▸ **PASSAGE TO READ**:
========
Fringe and Friends Knitalong 2016 : Preview and plans

Fringe and Friends Knitalong 2016 : Preview and plans

The pattern: Improvised top-down — no patterns allowed!
The schedule: August 15 through September 30, 2016
The hashtag: #fringeandfriendsKAL2016

This is by far the most advance notice I’ve ever given about a knitalong — and with good reason! I’m talking about the Fringe and Friends Knitalong for Fall 2016 here, and this one is a little different. Whereas in 2014 we knitted the Amanda fisherman-style cardigan (or other fisherman pattern of your choosing) and in 2015 we knitted the Cowichan-style Geometric Vest (or other Cowichan-style pattern of your choosing), this year there is no pattern. I don’t mean it’s a free-for-all — I mean we’re making up our own top-down sweaters, no patterns allowed! So I thought it might be good to give you a little extra time to dream up your sweater, read my tutorial on how to improvise a top-down sweater if you haven’t done it before, and generally prepare for what’s bound to be one helluva fun challenge. Plus we’re starting a little earlier this year, so consider this fair warning!

While I’m insanely proud of the tutorial and the untold number and variety of sweaters that have been knitted from it over the past few years, the photos are horrendous! It’s long been a goal of mine to update the images and some of the text, and I’m currently working on that. It will all be spiffed up before the knitalong begins.

THE PLAN

I’ll officially kick off the knitalong on Monday Aug 15 with a simple outline of how top-down works (a new companion to the full tutorial), followed by this year’s Meet the Panel post! (I’ve got a really fun group lined up.) After that, I’ll have a post each week exploring some variations or techniques not included in the original tutorial. We’ll wrap that up at by the end of September (in time for Slow Fashion October to kick off!) and I’ll show you the finished panelist sweaters as they’re completed.
========
▸ **GIVEN ENTRIES**:

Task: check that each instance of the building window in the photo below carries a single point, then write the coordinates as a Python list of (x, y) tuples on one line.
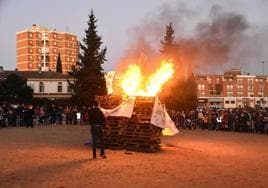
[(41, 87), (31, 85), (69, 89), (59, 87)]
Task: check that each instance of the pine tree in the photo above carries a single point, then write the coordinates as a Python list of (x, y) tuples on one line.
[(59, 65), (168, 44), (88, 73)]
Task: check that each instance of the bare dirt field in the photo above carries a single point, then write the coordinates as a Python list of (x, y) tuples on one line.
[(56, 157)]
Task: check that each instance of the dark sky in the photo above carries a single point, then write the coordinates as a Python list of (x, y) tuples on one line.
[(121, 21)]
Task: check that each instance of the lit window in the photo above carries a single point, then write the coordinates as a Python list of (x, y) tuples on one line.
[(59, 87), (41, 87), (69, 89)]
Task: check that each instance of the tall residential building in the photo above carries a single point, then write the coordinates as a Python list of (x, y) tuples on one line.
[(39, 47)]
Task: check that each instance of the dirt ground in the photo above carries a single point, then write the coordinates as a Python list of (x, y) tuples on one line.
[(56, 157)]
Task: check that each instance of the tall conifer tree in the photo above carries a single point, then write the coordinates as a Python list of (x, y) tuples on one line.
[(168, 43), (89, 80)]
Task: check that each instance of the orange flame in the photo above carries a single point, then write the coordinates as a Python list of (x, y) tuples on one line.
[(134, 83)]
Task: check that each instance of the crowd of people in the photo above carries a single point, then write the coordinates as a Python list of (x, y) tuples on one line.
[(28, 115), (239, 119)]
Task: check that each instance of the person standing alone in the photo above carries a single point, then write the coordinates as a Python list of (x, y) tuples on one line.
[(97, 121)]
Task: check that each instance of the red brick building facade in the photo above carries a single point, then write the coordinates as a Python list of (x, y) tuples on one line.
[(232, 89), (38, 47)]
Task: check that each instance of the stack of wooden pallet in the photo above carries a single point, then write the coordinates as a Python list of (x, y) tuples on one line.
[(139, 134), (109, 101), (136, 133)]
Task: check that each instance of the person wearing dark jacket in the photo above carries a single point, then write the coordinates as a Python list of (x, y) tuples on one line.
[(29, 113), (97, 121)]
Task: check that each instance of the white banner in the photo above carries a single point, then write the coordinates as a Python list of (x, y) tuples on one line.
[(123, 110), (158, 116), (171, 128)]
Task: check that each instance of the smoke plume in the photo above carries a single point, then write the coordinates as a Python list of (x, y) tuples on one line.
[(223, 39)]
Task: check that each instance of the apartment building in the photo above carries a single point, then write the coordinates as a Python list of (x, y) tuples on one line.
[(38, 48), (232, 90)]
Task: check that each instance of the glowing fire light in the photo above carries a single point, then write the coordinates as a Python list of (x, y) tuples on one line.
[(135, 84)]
========
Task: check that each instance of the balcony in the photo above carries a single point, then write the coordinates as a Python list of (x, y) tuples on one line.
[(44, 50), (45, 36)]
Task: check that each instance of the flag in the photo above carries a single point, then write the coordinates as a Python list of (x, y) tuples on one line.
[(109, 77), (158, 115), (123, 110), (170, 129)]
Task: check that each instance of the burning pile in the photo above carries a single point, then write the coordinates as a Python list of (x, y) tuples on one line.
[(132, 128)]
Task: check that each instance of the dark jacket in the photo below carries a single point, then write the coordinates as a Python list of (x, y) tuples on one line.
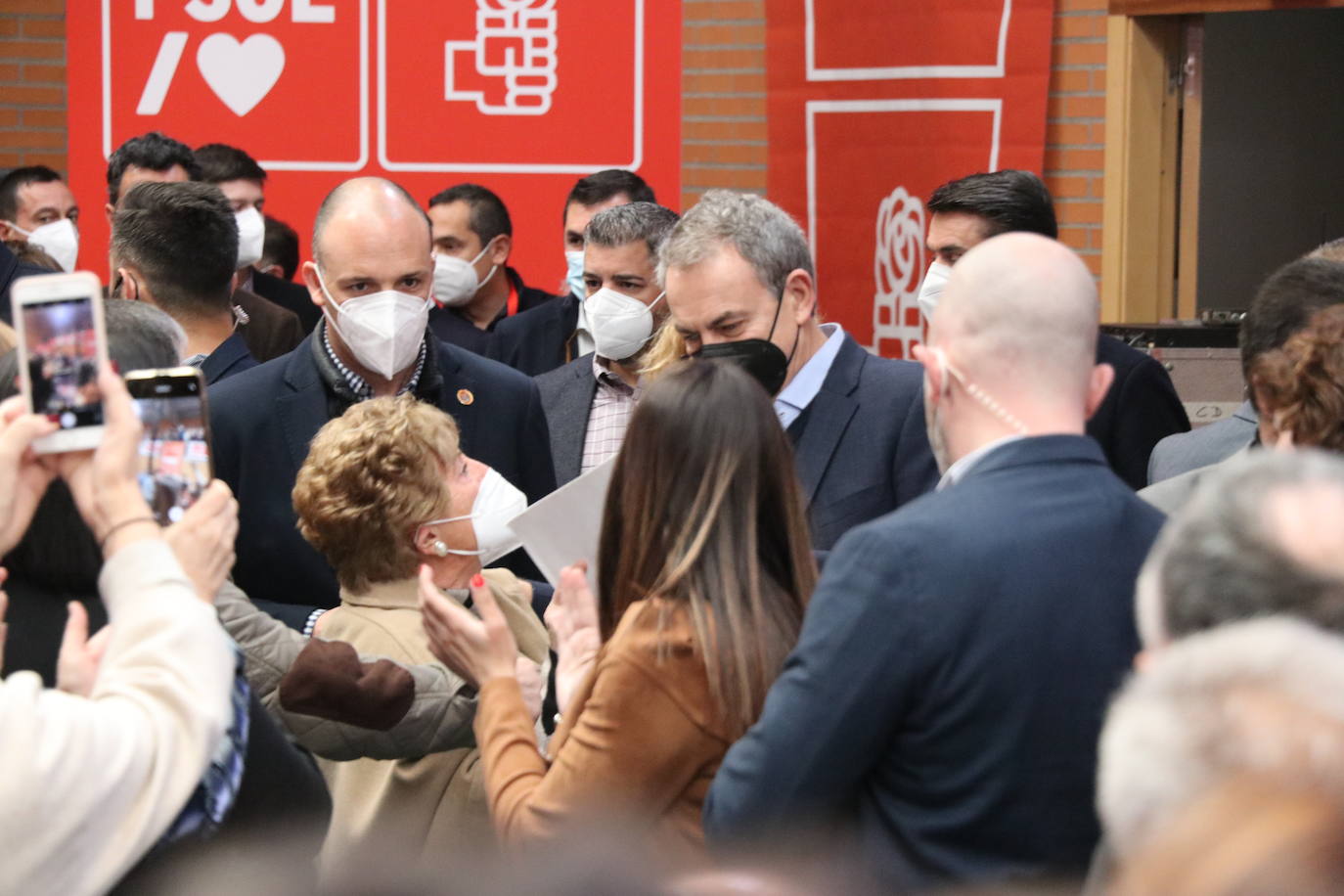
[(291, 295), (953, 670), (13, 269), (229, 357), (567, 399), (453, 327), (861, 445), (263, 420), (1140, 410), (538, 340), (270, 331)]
========
▸ **WRITTEN TASKS**:
**A)** According to the knitalong announcement, why is this the most advance notice ever given for a knitalong?
**B)** Continue the knitalong announcement from its final sentence.

▸ **REPLIES**:
**A)** This year there is no pattern, so participants will make up their own top-down sweaters. The extra time lets them dream up a sweater, read the tutorial on improvising a top-down sweater if they haven't done it before, and prepare for the challenge. The knitalong also starts earlier this year.

**B)**
HOW TO PARTICIPATE

There is no sign-up form or deadline (or Ravelry group to join) or anything like that. To knit along, simply knit along! It can be any sweater you have in your head that works as a top-down sweater — pullover or cardigan, plain or embellished, whatever yarn/gauge your heart desires. My tutorial covers raglan-style sweaters, but if you are familiar with other top-down approaches (such as contiguous set-in sleeves) and want to use those methods, that’s totally cool — as long as A) it’s top-down and B) there’s no pattern. If you’ve never done this before, here’s your chance to learn how to knit without a pattern, completely to your own shape and preferences, and to gain an invaluable understanding of how sweater shaping works in the process — which will make you a more confident knitter and enable you to tailor patterns to your liking in the future!

Ask questions and share your progress in the comments here, and/or use the hashtag #fringeandfriendsKAL2016 wherever you post. You’ll have a whole raft of people willing to help!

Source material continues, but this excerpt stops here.